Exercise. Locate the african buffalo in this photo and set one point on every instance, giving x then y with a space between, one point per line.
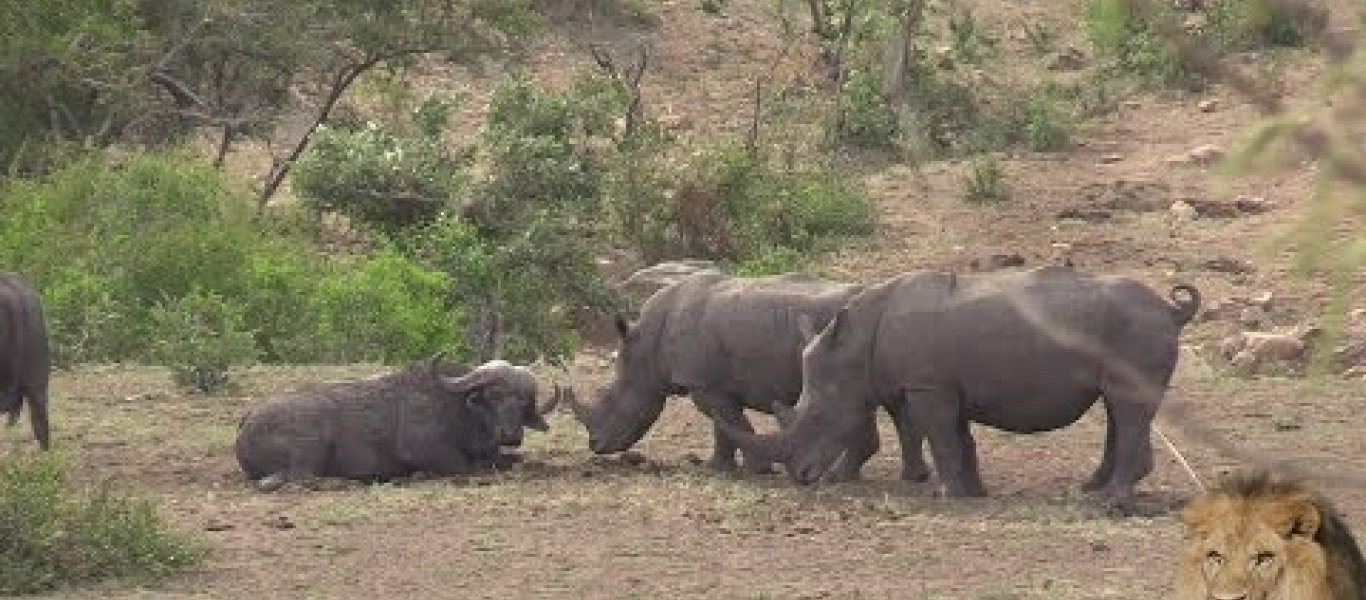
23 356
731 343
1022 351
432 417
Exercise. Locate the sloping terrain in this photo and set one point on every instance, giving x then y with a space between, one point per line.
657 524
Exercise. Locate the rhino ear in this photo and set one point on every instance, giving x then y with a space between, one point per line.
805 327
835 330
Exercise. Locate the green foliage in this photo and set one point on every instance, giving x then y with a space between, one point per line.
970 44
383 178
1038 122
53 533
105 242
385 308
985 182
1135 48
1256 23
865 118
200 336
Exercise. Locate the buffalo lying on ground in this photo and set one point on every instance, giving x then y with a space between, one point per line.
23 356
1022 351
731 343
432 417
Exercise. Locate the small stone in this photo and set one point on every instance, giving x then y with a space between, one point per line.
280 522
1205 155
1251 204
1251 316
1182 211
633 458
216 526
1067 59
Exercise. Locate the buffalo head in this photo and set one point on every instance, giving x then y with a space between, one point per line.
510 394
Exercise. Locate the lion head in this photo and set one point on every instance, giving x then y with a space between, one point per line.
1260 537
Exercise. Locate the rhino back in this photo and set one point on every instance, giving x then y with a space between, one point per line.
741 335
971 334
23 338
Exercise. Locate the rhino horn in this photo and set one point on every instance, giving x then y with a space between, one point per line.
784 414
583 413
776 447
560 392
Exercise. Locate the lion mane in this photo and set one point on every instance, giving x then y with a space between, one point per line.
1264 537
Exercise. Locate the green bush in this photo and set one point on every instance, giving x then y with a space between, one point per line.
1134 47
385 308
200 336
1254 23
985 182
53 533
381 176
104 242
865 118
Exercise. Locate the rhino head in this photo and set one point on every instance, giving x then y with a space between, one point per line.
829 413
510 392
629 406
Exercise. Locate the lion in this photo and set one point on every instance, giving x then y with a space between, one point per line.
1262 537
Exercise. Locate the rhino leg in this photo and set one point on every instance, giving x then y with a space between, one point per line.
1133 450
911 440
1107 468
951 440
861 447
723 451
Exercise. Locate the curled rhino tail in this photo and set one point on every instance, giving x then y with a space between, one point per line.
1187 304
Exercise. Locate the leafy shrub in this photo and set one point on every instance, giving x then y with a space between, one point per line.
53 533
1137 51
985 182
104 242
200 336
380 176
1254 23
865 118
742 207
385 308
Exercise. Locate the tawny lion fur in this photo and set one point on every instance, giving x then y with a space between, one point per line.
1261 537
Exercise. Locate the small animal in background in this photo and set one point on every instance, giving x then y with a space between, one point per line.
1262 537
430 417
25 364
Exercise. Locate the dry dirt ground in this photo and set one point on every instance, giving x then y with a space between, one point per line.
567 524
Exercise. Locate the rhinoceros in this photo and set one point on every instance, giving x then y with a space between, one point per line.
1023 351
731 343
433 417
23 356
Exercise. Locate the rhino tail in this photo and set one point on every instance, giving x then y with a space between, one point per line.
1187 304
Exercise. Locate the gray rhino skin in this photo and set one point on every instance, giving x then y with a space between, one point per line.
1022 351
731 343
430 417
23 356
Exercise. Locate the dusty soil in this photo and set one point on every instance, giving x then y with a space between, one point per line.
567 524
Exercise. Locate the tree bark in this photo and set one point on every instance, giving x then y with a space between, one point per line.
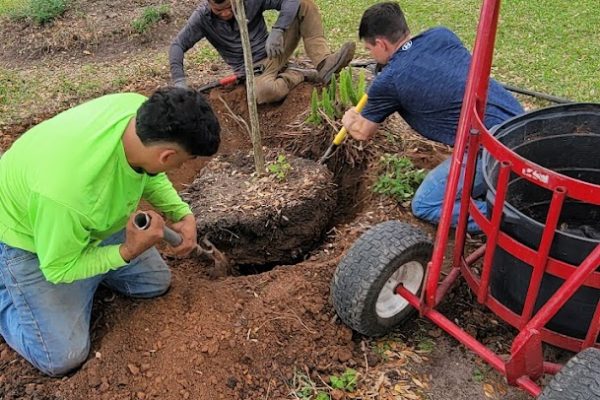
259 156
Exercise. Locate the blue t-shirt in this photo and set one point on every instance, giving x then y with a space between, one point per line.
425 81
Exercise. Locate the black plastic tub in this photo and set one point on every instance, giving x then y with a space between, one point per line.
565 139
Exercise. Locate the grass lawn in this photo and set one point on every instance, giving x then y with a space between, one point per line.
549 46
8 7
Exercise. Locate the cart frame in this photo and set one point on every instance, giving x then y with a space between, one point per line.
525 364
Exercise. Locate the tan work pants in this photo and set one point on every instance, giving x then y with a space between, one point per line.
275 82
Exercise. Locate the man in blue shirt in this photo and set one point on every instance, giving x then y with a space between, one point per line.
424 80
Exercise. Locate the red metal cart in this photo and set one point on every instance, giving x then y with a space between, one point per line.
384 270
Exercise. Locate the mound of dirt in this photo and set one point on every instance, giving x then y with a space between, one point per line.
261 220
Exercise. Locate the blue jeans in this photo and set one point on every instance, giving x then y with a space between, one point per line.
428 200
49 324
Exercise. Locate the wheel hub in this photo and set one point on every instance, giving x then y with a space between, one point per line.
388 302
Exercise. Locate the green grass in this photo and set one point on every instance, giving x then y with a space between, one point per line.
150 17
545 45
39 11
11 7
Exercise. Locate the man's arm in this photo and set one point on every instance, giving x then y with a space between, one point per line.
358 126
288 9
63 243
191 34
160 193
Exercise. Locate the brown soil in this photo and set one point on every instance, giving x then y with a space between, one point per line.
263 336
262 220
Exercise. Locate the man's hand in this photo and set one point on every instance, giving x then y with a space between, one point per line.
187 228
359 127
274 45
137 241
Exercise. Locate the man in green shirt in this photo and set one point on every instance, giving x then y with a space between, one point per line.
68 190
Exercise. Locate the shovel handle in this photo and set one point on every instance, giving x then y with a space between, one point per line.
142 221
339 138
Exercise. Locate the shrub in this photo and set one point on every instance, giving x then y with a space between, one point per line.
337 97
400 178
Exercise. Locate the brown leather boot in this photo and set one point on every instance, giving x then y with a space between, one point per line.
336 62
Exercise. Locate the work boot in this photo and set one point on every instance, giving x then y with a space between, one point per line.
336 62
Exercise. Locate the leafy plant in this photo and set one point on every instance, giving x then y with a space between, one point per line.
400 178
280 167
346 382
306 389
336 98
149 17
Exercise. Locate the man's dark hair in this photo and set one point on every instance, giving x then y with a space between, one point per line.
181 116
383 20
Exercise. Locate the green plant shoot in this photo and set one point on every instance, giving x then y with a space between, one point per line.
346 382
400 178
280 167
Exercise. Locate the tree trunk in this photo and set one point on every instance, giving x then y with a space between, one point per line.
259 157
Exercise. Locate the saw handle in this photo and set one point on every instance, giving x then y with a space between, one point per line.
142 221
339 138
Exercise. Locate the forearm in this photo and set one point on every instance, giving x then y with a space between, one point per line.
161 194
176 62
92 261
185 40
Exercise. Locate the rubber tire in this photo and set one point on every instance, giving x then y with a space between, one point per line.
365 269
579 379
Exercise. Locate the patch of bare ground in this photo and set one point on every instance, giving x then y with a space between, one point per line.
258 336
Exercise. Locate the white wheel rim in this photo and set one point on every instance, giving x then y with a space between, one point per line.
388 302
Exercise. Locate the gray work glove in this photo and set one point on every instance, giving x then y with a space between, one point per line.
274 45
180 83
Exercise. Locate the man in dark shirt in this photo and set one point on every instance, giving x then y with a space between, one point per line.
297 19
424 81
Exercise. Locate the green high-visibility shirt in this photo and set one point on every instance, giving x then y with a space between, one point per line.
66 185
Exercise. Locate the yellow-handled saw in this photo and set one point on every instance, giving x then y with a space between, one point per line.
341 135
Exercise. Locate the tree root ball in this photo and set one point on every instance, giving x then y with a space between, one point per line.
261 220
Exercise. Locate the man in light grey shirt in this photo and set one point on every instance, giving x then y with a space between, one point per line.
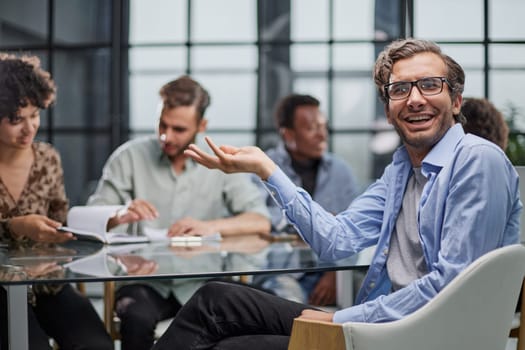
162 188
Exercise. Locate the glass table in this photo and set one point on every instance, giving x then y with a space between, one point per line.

## Work instructions
An exact, picture-free copy of the entries is required.

## Answer for this exercise
Exercise. Locate the african buffalo in this photo and set one point on every instance, giving x then y with a space between, one point per line.
23 356
731 343
1022 351
432 417
Exercise. Locate the sloping terrain in this photo and set one point on every instance, giving x then y with a space between, one point per line.
657 524
Exercise. Locate the rhino ear in this photo and set one point on every instance, giving x then y with a space between, one point per line.
805 327
835 330
Exercise. Locate the green foliage in this photo and set one point on every instance, giving x then y with a space between, one point per line.
970 44
383 178
1038 122
53 533
105 242
385 308
985 182
1135 48
1256 23
865 118
200 336
Exercise. Locate the buffalo lying on ground in this photo and set one point on every instance, giving x then y with a space between, one point per line.
23 356
1022 351
731 343
432 417
Exercise. Locate the small stone in this photo and set one point on every instance, giving x then y with a space between, one point per line.
280 522
1205 155
1251 204
1251 316
1182 211
633 458
216 526
1067 59
Exercise. Locate the buffalo head in this photo and set one point on every instance, giving x then y with a space between, one point per line.
510 394
Exercise. Locate the lion head in this photo and set one point on every instance, giving x then y with a space between, one point per line.
1260 537
Exercise. Locate the rhino back in this photo and set one point on every instance, giving x then y with a space between, one point per line.
741 335
971 334
23 338
Exercise. Locate the rhino horn in this photo and set one point on every instance, giving x then y with a space between, one point per line.
784 414
583 413
776 447
560 392
Exercise. Locate the lion mane in this photo and set one point on every instance, giving x then y with a space between, one point per line.
1264 537
Exercise. Locate the green bush in this photo and set one point on every instance, giving x then y with a space between, one point per line.
1134 47
385 308
200 336
1254 23
985 182
53 533
381 176
104 242
865 118
Exercise. Locate the rhino head in this photo and set one point on every instance, giving x then y with a space between, one point per line.
829 413
510 392
629 406
Exercise. Locate the lion in this photo and set one point on every instance, giving x then y with a space between, one point per line.
1262 537
Exercise. Locate the rhino leg in this photo and set one point on every instance, giving x then y with a space between, one point per line.
1133 450
911 440
1107 468
951 440
861 447
723 451
Exercise. Locate the curled rhino tail in this photo and set one point on every instance, giving x then y with a space between, one point per line.
1187 304
Exercise. Locate the leafy shrub in this photo and set one point on every instance, giving x then y with a space between, one point per line.
53 533
1137 51
985 182
104 242
200 336
380 176
1254 23
865 118
742 207
385 308
Exercise. Locate the tawny lion fur in this photo and set one point on every instance, giving x then y with a space between, one point per line.
1261 537
Exercise. Locate the small animal in background in this photo and set one point on every instance, giving x then y with a space between, one point per line.
1262 537
430 417
25 364
Exercise. Locate the dry dirt ground in this photo and set one point on every instance, giving x then y with a space between, one point per line.
567 524
Exercise. Locate the rhinoceros in this photo and set one point on every instance, giving x then y with a space between, one point per line.
1023 351
731 343
433 417
23 356
Exercise. Locate the rhino tail in this photo and set one point on every instance, giving x then y with a space between, one point per line.
1187 304
Exercise. Locate the gray rhino skin in this photo and set one point on every instance, giving x then y with a space between, one point per line.
1022 351
731 343
430 417
23 356
Exercise. Locate the dusty soil in this photo and set one point on every instance, giving x then y with a space between, one point per line.
567 524
Exercise. Locate the tree bark in this photo and set one point on every instance, giving x then y with a space between, one point per line.
259 156
Exercise. Locate the blue t-shirt in this photo and set one point on every instance, giving x then y with a space between, one point per line.
425 81
Exercise. Locate the black plastic tub in this photo and set one point on every instance, giving x then y with a space between, one point per line.
565 139
Exercise. Locate the grass lawn in this photo and set one point on every instance, giving x then y with a space between, one point per line.
549 46
8 7
Exercise. Locate the cart frame in this photo and set one point on every instance, giving x then y with a space between, one point per line.
525 364
Exercise. Locate the tan work pants in this photo and set one point on every instance, giving x then y with a space between, one point per line.
275 82
Exercise. Locate the man in blue shirt in this photo and set one point on every instance, giving x then y with a space between, one point per line.
424 80
Exercise. Locate the red metal cart in this photo and set one point on every instance, giving x then y with a space between, one point per line.
384 270
Exercise. Locate the mound of dirt in this photo and set one point on every instance, giving x then y with a space between, one point per line.
261 220
Exercise. Locate the blue jeans in this photo and set one point on every instance, giving x then y with a space between, one point per line.
428 200
49 324
Exercise. Locate the wheel hub in this photo and set one point on every instance, giving x then y with a space between, one point per line.
388 302
Exercise. Locate the green grass in this photo and set one point on every instance, giving x then y with a space between, one point per line.
150 17
545 45
39 11
11 7
Exercise. Locate the man's arm in this photo and set one point on every instance, giving x then y with a space between, one point per line.
358 126
288 9
63 243
191 34
160 193
Exercise. Locate the brown soil in this photo and set one point on every instance, giving x then y with a space between, one point per line.
263 336
262 220
Exercise. Locate the man's hand in this photo and set one point on every instance, giving x then y with a space between, one point per line.
187 228
359 127
274 45
137 241
Exercise. Locate the man in green shirt in this photo and set one point on every instance, giving x then y with a space between, one point per line.
68 190
Exercise. Locate the shovel handle in this photo and set one point on every instance, giving x then y with a space between, one point per line.
142 221
339 138
Exercise. Locate the shrub in this photo and set one point on every instance, giving x then y with a space between, one point per line.
337 97
400 178
Exercise. Locate the brown leather boot in this photo and set one point on every instance, giving x then y with a space between, one point per line.
336 62
Exercise. Locate the work boot in this photo and set one point on every instance, giving x then y with a space between, one point per line.
336 62
Exercise. Locate the leafy plant in this photo and set one point on every instance, giving x then y with a space between, one point per line.
400 178
280 167
346 382
306 389
336 98
149 17
Exercise. Locate the man's dark hair in this photo and set one point on every instance, giving x then y with a space between, one point per line.
181 116
383 20
Exercise. Locate the green plant shoot in this photo and set one point on every instance, giving x then y with a space between, one point per line.
346 382
400 178
280 167
Exercise. Locate the tree trunk in this photo and set one point on every instance, giving x then y with a space between, one point per line.
259 157
Exercise. Locate the saw handle in this photo and set one point on every instance, giving x then y with a space between, one point per line.
142 221
339 138
Exercise. Locate the forearm in this photo and set one point on every instance, giving x then y with a space between, one point per line.
161 194
176 62
92 261
185 40
Exercise. Locate the rubber tire in this photo and set one point on every instance, giving x then y with a space between, one point per line.
365 269
579 379
Exercise. Locate the patch of bare ground in this photo and set one point on every instance, giving x then y with a space between, one point per line.
258 336
Exercise. Locate the white wheel rim in this photo and set one point on every instance, giving x then y with a space between, one point per line.
388 302
Exercise. Locate the gray work glove in this photo and set one point on every instance, giving x then y with a space between, one point per line.
274 45
180 83
Exercise. Locate the man in dark shirt in this photo and set one point on every instance, giving x then y with a space between, one point per line.
297 19
424 81
Exercise. Locate the green high-visibility shirt in this photo and set one point on every instance, giving x then y with a space between, one point per line.
66 185
Exercise. Locate the yellow-handled saw in this photo and set one point on every instance, giving x then y with a space between, one point per line.
341 135
Exercise. Locate the tree root ball in this photo and set one point on every instance, giving x then y with a space between, one point per line.
261 220
Exercise. Locate the man in light grey shirt in this photo and set one point on every instance, giving x then y with a space between, one point per line.
162 188
Exercise. Locate the glass table in this photo and set one point on every instance, giving x then y with a space between, one point per line.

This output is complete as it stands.